§ **Problem details**
Only one stretch of the data is wanted: the line containing "If you could indicate the man", the line containing "If you could indicate the group", and every line between them, copied exactly.

§ **Record extracts**
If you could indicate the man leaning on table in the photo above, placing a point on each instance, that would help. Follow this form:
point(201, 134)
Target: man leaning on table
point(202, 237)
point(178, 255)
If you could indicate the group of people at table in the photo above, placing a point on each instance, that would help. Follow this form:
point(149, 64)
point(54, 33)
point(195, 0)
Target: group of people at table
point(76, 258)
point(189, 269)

* * *

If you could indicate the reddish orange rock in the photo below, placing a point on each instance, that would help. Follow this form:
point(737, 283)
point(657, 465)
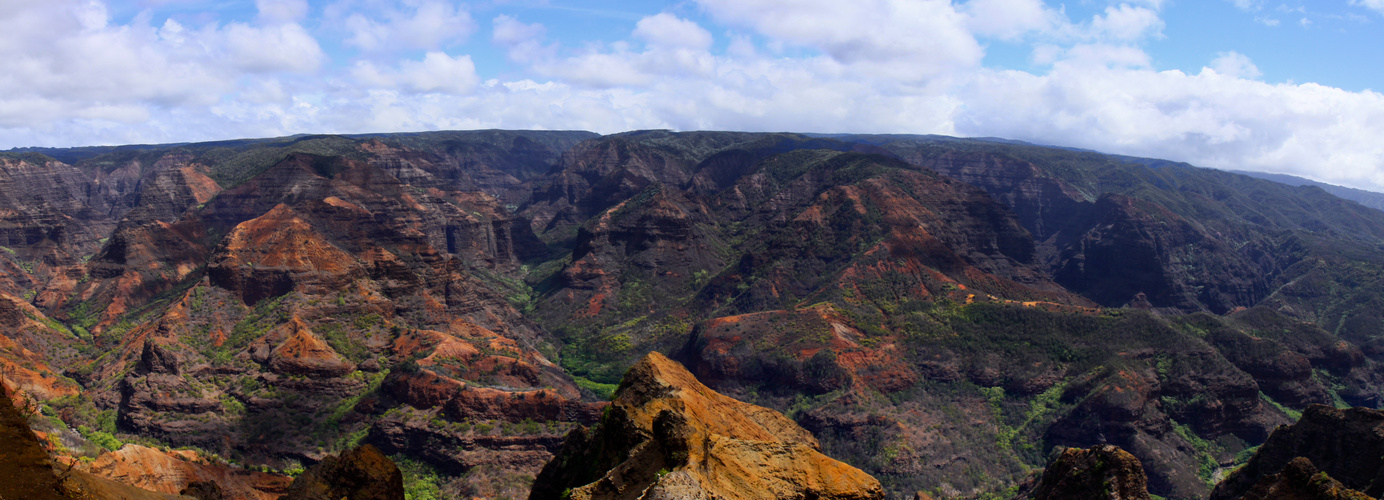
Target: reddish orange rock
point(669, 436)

§ **Response**
If you could indicate the man leaning on table in the photo above, placing a point on each instance, that would help. Follow this form:
point(201, 134)
Target: man leaning on table
point(202, 237)
point(178, 255)
If you could indicate the group of people at table in the photo above, placing a point on each instance, that would help. Follow this form:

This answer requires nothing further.